## Exercise:
Take the line that contains "to the asphalt" as the first line and the last line of the material below as the final one; reproduce exactly the lines between, inclusive.

## Material for the task:
□ □ □ □ □

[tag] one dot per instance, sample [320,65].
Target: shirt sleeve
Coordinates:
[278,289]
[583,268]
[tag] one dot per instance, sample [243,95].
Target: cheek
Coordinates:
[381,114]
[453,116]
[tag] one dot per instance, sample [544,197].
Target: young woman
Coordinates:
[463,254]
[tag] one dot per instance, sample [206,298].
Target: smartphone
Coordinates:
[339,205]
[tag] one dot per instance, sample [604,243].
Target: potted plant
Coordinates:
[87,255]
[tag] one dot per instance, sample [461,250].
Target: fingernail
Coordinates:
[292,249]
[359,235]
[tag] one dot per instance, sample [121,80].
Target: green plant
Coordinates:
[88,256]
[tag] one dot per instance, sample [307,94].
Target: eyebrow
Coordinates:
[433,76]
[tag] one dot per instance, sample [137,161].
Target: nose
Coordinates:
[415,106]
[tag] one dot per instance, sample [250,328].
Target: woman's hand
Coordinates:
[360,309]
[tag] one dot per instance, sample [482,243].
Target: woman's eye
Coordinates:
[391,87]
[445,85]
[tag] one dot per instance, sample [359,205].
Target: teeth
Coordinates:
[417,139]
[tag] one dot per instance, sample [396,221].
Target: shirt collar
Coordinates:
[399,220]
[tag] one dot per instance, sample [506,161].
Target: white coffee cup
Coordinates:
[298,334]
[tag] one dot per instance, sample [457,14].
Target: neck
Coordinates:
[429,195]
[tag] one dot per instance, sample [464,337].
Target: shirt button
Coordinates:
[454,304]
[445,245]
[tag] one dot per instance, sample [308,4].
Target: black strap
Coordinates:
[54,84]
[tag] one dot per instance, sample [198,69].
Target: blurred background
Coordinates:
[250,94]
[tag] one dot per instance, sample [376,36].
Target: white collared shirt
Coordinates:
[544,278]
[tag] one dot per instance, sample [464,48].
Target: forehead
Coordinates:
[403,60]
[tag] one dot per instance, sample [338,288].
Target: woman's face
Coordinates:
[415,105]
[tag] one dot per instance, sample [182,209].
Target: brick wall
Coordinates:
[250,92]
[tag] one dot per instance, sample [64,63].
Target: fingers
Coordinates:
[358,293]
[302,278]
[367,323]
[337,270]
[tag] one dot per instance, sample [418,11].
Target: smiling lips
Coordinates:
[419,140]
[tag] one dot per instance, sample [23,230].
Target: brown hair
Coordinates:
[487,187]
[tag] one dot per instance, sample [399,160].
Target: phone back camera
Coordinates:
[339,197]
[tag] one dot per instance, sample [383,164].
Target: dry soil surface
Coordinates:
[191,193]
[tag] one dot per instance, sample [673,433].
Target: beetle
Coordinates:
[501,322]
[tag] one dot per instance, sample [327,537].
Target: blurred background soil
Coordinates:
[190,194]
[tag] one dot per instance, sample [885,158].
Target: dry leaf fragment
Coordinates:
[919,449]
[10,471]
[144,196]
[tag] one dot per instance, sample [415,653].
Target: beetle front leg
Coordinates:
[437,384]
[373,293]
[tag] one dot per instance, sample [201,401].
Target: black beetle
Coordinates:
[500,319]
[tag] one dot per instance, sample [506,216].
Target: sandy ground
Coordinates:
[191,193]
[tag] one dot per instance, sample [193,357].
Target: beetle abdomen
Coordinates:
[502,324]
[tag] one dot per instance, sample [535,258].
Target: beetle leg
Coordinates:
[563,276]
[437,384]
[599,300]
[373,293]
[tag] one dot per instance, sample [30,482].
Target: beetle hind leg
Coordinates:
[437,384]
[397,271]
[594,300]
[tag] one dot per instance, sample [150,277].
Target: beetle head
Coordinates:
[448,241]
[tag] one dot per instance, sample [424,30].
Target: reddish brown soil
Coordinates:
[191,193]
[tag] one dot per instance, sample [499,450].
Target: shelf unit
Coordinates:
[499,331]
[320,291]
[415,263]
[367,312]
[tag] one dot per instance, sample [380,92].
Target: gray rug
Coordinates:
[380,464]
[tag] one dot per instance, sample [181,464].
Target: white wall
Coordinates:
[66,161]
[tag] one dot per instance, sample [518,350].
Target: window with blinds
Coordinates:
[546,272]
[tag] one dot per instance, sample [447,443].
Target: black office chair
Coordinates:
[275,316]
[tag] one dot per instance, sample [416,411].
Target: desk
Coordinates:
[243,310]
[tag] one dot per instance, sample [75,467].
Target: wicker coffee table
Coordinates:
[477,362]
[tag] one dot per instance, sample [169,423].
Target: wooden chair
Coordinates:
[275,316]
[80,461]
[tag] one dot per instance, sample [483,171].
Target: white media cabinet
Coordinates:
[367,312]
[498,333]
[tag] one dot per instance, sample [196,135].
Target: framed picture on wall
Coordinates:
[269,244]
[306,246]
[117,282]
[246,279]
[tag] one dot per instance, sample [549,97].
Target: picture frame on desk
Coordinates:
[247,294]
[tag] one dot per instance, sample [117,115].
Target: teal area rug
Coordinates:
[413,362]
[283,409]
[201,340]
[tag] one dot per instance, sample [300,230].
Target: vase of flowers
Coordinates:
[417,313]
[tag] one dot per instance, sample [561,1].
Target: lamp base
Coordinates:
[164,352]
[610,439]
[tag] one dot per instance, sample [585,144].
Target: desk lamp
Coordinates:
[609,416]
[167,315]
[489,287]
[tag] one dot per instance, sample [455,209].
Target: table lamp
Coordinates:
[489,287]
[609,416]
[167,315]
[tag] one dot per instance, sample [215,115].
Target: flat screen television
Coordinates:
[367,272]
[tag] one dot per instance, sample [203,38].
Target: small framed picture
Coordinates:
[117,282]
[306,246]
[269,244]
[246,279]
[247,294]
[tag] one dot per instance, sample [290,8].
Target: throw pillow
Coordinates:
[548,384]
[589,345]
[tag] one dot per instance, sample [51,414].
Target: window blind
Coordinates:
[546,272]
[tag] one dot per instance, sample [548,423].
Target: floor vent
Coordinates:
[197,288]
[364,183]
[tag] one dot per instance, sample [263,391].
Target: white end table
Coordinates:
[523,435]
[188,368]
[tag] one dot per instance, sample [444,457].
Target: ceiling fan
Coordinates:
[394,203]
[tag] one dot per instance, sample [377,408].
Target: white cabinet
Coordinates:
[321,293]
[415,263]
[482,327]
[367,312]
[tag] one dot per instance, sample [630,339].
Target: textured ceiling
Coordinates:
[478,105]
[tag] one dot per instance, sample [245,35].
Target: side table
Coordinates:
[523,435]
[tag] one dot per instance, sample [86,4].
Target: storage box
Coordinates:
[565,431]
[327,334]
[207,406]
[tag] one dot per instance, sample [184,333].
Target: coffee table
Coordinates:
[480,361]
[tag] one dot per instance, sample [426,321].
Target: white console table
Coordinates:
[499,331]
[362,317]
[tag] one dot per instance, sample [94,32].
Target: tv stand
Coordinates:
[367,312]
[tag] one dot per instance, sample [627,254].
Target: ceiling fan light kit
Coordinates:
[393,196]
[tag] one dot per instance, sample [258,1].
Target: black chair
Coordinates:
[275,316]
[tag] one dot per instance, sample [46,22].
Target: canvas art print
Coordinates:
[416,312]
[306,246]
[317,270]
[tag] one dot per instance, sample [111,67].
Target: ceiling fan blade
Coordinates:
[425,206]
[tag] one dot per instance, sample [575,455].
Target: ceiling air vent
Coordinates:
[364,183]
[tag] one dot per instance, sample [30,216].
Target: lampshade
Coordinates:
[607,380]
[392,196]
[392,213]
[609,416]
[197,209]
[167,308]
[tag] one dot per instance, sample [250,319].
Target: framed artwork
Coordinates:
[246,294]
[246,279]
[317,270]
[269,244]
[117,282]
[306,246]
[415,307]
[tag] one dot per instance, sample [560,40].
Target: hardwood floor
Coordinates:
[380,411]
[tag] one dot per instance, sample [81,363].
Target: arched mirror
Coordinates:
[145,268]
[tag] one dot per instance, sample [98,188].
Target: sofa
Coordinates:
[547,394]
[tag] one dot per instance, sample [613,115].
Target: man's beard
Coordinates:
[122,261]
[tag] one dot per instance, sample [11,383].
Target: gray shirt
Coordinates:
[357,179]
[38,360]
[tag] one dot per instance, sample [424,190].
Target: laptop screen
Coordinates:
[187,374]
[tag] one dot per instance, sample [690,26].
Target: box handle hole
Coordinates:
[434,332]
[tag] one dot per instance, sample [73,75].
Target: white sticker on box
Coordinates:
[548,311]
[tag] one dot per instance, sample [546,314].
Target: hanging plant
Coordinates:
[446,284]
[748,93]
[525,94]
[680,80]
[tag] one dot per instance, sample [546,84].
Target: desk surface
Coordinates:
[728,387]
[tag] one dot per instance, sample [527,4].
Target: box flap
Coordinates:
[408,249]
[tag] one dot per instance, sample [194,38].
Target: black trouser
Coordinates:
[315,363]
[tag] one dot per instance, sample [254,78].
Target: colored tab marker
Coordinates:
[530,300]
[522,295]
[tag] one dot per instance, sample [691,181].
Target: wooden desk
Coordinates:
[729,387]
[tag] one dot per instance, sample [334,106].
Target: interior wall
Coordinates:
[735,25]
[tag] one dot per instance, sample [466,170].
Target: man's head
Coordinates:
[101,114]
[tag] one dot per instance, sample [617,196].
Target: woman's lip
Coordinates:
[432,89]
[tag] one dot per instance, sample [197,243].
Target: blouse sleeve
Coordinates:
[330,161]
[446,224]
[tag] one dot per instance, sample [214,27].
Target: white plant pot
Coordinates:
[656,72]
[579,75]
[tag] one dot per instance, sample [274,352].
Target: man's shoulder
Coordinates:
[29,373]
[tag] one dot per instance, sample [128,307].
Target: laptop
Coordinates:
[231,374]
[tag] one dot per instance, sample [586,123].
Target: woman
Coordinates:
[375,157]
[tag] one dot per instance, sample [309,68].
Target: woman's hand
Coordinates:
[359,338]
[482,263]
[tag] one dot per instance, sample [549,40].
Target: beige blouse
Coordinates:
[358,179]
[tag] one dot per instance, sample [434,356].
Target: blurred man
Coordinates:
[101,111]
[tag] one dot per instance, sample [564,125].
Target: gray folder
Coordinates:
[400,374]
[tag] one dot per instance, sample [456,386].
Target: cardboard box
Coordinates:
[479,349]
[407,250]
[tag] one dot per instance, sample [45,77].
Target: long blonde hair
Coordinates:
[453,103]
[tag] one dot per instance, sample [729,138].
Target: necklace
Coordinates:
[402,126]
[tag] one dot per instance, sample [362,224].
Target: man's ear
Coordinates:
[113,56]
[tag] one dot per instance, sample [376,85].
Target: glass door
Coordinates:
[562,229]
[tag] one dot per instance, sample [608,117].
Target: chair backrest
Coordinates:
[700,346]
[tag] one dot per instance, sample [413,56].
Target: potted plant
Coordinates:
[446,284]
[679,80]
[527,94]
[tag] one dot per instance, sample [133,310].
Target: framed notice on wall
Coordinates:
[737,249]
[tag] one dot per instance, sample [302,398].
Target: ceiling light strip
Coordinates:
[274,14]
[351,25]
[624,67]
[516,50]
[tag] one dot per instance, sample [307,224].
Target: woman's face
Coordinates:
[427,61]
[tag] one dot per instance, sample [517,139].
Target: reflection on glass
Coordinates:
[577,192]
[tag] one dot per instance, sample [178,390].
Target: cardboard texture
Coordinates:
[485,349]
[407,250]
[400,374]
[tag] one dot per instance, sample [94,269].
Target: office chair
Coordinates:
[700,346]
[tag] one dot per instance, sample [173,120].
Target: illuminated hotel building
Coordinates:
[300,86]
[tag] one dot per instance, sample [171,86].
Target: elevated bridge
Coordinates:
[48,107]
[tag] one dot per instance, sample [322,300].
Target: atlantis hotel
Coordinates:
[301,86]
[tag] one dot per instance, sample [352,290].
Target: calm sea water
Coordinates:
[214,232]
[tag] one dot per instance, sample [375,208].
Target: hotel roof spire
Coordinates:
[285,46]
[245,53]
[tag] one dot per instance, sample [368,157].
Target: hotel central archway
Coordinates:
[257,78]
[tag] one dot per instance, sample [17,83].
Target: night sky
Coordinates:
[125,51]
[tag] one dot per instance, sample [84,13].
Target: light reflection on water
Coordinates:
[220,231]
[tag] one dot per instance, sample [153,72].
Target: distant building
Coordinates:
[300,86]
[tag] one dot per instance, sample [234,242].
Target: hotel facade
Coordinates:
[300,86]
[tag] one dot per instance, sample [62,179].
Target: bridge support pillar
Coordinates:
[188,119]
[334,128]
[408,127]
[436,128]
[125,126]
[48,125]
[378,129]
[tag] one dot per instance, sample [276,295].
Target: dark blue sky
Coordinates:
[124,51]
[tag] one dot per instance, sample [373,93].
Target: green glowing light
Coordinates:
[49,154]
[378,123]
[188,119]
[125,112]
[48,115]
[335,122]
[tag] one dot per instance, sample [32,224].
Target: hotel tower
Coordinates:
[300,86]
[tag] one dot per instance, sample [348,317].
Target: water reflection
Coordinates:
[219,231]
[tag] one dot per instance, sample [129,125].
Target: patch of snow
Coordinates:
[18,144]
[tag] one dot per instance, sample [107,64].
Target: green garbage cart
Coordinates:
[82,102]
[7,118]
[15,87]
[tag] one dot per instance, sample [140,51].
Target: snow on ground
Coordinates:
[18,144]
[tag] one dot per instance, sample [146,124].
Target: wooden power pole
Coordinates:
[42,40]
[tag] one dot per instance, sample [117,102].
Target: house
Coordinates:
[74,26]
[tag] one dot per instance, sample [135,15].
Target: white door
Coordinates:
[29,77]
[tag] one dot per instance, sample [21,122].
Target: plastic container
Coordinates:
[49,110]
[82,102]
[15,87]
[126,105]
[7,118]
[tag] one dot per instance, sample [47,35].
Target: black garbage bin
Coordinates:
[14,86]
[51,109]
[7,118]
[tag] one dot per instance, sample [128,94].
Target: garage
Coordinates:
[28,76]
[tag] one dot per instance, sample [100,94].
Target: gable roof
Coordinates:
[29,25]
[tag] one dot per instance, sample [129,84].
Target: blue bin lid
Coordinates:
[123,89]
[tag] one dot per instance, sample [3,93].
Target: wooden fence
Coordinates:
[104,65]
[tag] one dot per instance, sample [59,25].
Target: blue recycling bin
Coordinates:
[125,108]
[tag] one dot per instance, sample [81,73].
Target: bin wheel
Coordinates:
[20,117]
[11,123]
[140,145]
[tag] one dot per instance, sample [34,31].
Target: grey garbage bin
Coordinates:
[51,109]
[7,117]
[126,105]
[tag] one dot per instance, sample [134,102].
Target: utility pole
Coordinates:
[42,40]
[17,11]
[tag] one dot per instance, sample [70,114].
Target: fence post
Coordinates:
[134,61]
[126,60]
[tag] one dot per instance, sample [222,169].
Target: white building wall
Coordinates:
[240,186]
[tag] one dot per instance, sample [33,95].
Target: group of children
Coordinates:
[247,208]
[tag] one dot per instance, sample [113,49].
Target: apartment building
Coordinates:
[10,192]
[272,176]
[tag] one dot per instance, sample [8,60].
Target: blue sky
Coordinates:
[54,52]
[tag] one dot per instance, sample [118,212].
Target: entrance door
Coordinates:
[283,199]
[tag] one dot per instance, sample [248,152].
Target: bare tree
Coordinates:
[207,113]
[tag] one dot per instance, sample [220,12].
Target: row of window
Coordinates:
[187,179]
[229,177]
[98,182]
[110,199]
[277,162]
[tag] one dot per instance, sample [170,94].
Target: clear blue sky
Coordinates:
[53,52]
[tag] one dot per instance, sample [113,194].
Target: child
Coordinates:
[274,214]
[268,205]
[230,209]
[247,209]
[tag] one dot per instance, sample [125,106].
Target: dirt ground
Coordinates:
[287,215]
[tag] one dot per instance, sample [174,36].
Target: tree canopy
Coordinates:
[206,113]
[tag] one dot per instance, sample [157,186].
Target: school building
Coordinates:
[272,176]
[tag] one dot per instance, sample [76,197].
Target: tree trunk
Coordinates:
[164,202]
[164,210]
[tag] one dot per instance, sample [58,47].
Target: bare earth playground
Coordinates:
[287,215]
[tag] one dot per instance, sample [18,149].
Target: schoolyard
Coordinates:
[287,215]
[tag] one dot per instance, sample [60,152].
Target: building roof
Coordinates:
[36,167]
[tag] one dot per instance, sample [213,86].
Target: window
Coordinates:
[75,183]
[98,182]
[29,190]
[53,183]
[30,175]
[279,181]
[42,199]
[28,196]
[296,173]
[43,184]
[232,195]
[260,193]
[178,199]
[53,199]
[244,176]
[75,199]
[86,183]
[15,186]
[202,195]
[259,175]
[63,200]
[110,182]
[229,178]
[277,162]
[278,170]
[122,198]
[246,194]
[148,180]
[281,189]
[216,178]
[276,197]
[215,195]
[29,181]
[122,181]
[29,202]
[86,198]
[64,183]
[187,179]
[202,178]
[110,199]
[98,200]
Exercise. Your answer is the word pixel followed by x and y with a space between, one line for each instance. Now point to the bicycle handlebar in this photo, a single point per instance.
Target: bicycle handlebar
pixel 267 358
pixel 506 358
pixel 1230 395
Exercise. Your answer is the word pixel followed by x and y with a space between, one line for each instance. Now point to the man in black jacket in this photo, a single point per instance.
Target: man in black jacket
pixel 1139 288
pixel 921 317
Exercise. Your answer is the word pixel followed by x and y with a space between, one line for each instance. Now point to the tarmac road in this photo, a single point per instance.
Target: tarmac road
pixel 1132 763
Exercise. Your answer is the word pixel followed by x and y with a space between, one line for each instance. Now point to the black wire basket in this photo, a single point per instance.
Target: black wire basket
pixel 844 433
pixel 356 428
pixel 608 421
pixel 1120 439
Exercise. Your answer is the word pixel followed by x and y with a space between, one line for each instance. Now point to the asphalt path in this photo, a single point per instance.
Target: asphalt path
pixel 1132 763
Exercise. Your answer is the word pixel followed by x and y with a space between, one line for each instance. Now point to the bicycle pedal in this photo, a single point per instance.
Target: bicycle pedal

□ □ □ □ □

## Exercise result:
Exercise. Your answer is the word pixel followed by x and y with a space between, one line for each instance. Now point to the asphalt path in this photo, a single point per instance.
Target: asphalt path
pixel 1132 763
Exercise. Your answer is the word pixel followed by x and y with a space between, one line for each instance. Now point to the bicycle pedal in this photo, a single point per instance.
Target: bicycle pedal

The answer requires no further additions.